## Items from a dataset
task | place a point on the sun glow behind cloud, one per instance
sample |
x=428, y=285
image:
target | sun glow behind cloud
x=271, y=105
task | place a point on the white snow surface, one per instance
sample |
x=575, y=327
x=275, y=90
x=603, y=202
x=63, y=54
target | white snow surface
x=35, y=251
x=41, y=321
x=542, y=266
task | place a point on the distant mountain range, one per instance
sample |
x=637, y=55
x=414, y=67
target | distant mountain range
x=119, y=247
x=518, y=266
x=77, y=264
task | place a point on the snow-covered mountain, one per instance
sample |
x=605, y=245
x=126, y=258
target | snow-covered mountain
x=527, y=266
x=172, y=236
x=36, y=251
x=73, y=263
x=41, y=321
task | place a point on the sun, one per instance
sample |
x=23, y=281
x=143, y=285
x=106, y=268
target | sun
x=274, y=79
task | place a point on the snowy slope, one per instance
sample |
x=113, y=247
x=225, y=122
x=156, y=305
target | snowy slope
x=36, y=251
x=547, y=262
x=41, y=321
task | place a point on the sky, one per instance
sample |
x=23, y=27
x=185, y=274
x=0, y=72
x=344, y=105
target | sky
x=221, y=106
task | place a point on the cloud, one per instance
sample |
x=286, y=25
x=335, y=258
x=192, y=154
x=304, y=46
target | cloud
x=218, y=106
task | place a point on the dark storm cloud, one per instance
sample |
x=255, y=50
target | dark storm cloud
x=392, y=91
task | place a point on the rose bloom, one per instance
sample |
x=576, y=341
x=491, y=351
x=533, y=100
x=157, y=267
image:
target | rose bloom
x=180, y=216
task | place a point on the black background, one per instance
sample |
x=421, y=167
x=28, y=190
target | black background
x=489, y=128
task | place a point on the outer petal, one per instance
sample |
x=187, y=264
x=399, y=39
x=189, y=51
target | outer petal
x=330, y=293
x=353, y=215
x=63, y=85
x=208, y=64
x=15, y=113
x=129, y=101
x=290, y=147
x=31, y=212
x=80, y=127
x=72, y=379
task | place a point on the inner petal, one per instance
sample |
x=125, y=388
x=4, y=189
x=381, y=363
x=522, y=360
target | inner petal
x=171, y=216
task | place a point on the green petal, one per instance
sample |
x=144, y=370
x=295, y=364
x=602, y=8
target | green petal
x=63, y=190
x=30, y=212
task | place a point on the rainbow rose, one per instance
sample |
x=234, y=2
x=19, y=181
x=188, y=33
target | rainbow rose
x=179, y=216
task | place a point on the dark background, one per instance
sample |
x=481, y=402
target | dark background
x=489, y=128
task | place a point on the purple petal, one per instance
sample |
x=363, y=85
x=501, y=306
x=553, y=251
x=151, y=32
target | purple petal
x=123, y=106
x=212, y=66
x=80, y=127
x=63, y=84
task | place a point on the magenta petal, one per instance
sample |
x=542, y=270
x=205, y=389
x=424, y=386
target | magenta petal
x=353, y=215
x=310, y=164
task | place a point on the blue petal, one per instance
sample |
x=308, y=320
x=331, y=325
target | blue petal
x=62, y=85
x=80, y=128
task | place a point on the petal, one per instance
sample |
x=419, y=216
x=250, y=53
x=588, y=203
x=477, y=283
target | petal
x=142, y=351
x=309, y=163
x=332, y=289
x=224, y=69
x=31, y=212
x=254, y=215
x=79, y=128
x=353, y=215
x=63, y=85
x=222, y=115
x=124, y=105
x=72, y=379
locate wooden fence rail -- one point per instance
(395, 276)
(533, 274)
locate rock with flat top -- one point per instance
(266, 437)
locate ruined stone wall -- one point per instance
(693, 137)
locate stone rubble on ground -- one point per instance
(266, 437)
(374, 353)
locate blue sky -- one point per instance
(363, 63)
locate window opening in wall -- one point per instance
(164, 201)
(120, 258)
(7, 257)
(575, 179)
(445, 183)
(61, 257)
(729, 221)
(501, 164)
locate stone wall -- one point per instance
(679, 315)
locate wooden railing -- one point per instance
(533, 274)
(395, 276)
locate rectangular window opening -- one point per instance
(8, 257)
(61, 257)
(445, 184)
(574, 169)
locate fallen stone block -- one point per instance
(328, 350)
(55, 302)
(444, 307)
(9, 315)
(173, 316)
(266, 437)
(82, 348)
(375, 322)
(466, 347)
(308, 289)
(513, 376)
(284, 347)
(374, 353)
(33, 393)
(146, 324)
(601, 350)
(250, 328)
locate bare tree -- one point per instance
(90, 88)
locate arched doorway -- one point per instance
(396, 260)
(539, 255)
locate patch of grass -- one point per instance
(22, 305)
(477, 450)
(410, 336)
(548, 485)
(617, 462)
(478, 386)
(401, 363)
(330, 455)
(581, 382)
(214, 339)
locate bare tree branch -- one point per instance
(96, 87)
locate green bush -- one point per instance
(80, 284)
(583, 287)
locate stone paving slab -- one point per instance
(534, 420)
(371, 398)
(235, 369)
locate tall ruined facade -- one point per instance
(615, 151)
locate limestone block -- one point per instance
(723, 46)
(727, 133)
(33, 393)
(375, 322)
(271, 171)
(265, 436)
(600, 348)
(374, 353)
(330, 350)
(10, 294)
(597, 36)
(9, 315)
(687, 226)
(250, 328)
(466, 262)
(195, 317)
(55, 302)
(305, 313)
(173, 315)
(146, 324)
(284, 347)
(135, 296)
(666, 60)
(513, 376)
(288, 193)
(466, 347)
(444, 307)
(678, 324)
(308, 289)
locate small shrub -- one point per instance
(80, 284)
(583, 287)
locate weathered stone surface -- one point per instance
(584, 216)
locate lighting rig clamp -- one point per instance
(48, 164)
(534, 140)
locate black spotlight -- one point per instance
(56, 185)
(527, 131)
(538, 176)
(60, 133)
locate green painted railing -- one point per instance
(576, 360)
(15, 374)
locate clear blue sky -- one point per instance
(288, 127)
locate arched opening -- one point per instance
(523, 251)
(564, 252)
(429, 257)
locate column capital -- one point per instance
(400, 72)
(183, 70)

## EXERCISE REQUIREMENTS
Your task is to print all of the records exactly.

## EXERCISE ANSWER
task | place a point on the sun glow behind cloud, one per instance
sample |
x=428, y=285
image:
target | sun glow behind cloud
x=271, y=105
task | place a point on the white snow surface, one per instance
sample |
x=575, y=327
x=275, y=90
x=603, y=202
x=63, y=54
target | white snow surface
x=35, y=251
x=41, y=321
x=542, y=266
task | place a point on the distant mountain range, one per instance
sample |
x=637, y=55
x=414, y=67
target | distant mountain range
x=119, y=247
x=518, y=266
x=77, y=264
task | place a point on the snow-covered mountain, one per instance
sample |
x=605, y=245
x=126, y=258
target | snow-covered mountain
x=527, y=266
x=172, y=236
x=36, y=251
x=73, y=263
x=41, y=321
task | place a point on the sun, one per instance
sample |
x=23, y=281
x=143, y=285
x=106, y=268
target | sun
x=274, y=79
task | place a point on the snowy slope, one per instance
sample |
x=113, y=247
x=225, y=122
x=156, y=305
target | snowy slope
x=36, y=251
x=547, y=262
x=41, y=321
task | place a point on the sky, one per instance
sample |
x=23, y=27
x=185, y=274
x=0, y=72
x=344, y=105
target | sky
x=221, y=106
task | place a point on the cloud, one per instance
sample |
x=286, y=25
x=335, y=258
x=192, y=154
x=304, y=46
target | cloud
x=218, y=106
task | place a point on the dark storm cloud, one per instance
sample |
x=255, y=50
target | dark storm cloud
x=392, y=91
task | place a point on the rose bloom, one per instance
sample |
x=576, y=341
x=491, y=351
x=533, y=100
x=157, y=267
image:
target | rose bloom
x=180, y=216
task | place a point on the black background, one per instance
sample |
x=421, y=167
x=28, y=190
target | black background
x=489, y=128
task | place a point on the outer petal, one per instance
sample |
x=187, y=264
x=399, y=39
x=189, y=51
target | outer petal
x=330, y=293
x=353, y=215
x=63, y=85
x=208, y=64
x=15, y=113
x=129, y=101
x=290, y=147
x=31, y=212
x=80, y=127
x=72, y=379
task | place a point on the inner petal, one per instance
sample |
x=125, y=388
x=4, y=189
x=381, y=363
x=522, y=360
target | inner petal
x=171, y=216
task | place a point on the green petal, one per instance
sample |
x=144, y=370
x=295, y=364
x=602, y=8
target | green petal
x=63, y=190
x=30, y=212
task | place a point on the rainbow rose, one per instance
sample |
x=234, y=2
x=19, y=181
x=188, y=33
target | rainbow rose
x=179, y=216
task | place a point on the dark background, one per instance
sample |
x=481, y=402
target | dark background
x=489, y=128
task | place a point on the purple petal, one per instance
sample |
x=363, y=85
x=501, y=306
x=553, y=251
x=151, y=32
target | purple petal
x=123, y=106
x=212, y=66
x=80, y=127
x=63, y=84
task | place a point on the magenta petal, one per instance
sample |
x=542, y=270
x=205, y=389
x=424, y=386
target | magenta petal
x=353, y=215
x=310, y=164
task | place a point on the blue petal, one per instance
sample |
x=308, y=320
x=331, y=325
target | blue petal
x=62, y=85
x=80, y=128
task | place a point on the petal, one per instance
sample |
x=419, y=216
x=250, y=53
x=588, y=203
x=477, y=283
target | petal
x=142, y=351
x=309, y=163
x=332, y=289
x=224, y=69
x=31, y=212
x=254, y=215
x=79, y=128
x=353, y=215
x=63, y=85
x=222, y=115
x=124, y=105
x=72, y=379
locate wooden fence rail -- one point per instance
(395, 276)
(533, 274)
locate rock with flat top -- one point per instance
(266, 437)
locate ruined stone wall -- one point per instance
(693, 137)
locate stone rubble on ground -- one point per instance
(266, 437)
(374, 353)
locate blue sky -- one point per instance
(363, 63)
locate window opening in wall -- one point per instance
(164, 201)
(120, 258)
(7, 257)
(575, 179)
(445, 183)
(61, 257)
(729, 221)
(501, 164)
locate stone wall -- one point per instance
(679, 315)
locate wooden railing -- one point per instance
(533, 274)
(395, 276)
locate rectangular window opening -- one point per instance
(8, 257)
(61, 257)
(445, 184)
(574, 169)
locate fallen stone block -- one point per instance
(328, 350)
(55, 302)
(444, 307)
(9, 315)
(173, 316)
(266, 437)
(82, 348)
(375, 322)
(466, 347)
(308, 289)
(513, 376)
(284, 347)
(374, 353)
(33, 393)
(146, 324)
(601, 350)
(250, 328)
locate bare tree -- one point per instance
(90, 88)
locate arched doorway -- one point per instance
(396, 260)
(539, 255)
locate patch of grass -- one point per instance
(22, 305)
(477, 450)
(410, 336)
(548, 485)
(617, 462)
(478, 386)
(401, 363)
(330, 455)
(581, 382)
(214, 339)
locate bare tree branch -- one point per instance
(96, 87)
locate green bush -- one point per instance
(80, 284)
(583, 287)
locate stone paving slab -- one point per instance
(534, 420)
(371, 398)
(235, 369)
locate tall ruined facade -- one point per instance
(615, 151)
locate limestone block -- one point per instance
(723, 46)
(727, 133)
(33, 393)
(375, 322)
(271, 171)
(265, 436)
(600, 348)
(374, 353)
(330, 350)
(10, 294)
(597, 36)
(9, 315)
(687, 226)
(250, 328)
(466, 262)
(195, 317)
(55, 302)
(305, 313)
(173, 315)
(146, 324)
(284, 347)
(135, 296)
(666, 60)
(513, 376)
(288, 193)
(466, 347)
(444, 307)
(678, 324)
(308, 289)
locate small shrub -- one point per instance
(80, 284)
(583, 287)
locate weathered stone surface -- one point per instance
(584, 216)
locate lighting rig clamp -- one point per instance
(48, 164)
(534, 140)
locate black spotlight -- one point per instance
(56, 185)
(527, 131)
(538, 176)
(60, 133)
locate green painted railing -- one point per instance
(576, 360)
(15, 374)
locate clear blue sky -- one point per instance
(288, 127)
locate arched opening -- one point per instance
(523, 251)
(564, 252)
(429, 257)
locate column capital -- one point per instance
(400, 72)
(183, 70)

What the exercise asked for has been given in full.